[Excerpted records]:
════════
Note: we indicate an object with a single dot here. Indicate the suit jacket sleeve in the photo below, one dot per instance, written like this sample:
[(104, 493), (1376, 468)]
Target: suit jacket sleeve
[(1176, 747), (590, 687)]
════════
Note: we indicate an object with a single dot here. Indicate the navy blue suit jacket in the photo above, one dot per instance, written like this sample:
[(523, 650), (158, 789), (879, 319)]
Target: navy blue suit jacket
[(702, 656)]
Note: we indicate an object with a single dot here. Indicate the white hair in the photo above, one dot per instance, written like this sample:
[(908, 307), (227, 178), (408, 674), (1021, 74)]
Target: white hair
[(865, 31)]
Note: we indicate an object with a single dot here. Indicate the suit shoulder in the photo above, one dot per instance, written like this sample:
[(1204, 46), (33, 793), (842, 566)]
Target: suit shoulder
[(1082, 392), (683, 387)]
════════
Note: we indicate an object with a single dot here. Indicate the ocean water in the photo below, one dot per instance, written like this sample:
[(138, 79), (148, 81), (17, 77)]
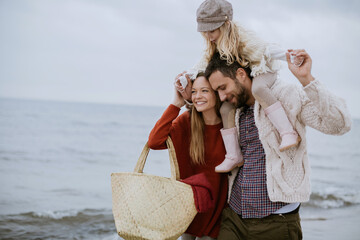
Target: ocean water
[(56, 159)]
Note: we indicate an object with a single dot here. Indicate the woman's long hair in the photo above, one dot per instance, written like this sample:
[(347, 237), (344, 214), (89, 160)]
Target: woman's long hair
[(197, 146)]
════════
[What needs to be done]:
Lines holding the word "below" should be copied from the entries above.

[Response]:
Note: we indicate an object with a single dot here. Indicate the suit jacket sleeve in the photo below, one dot per instance, written like this sample:
Note: we indicate an object with a single dot here. Indicate the ocean water in the photo below, one dot per instance, written like this sample:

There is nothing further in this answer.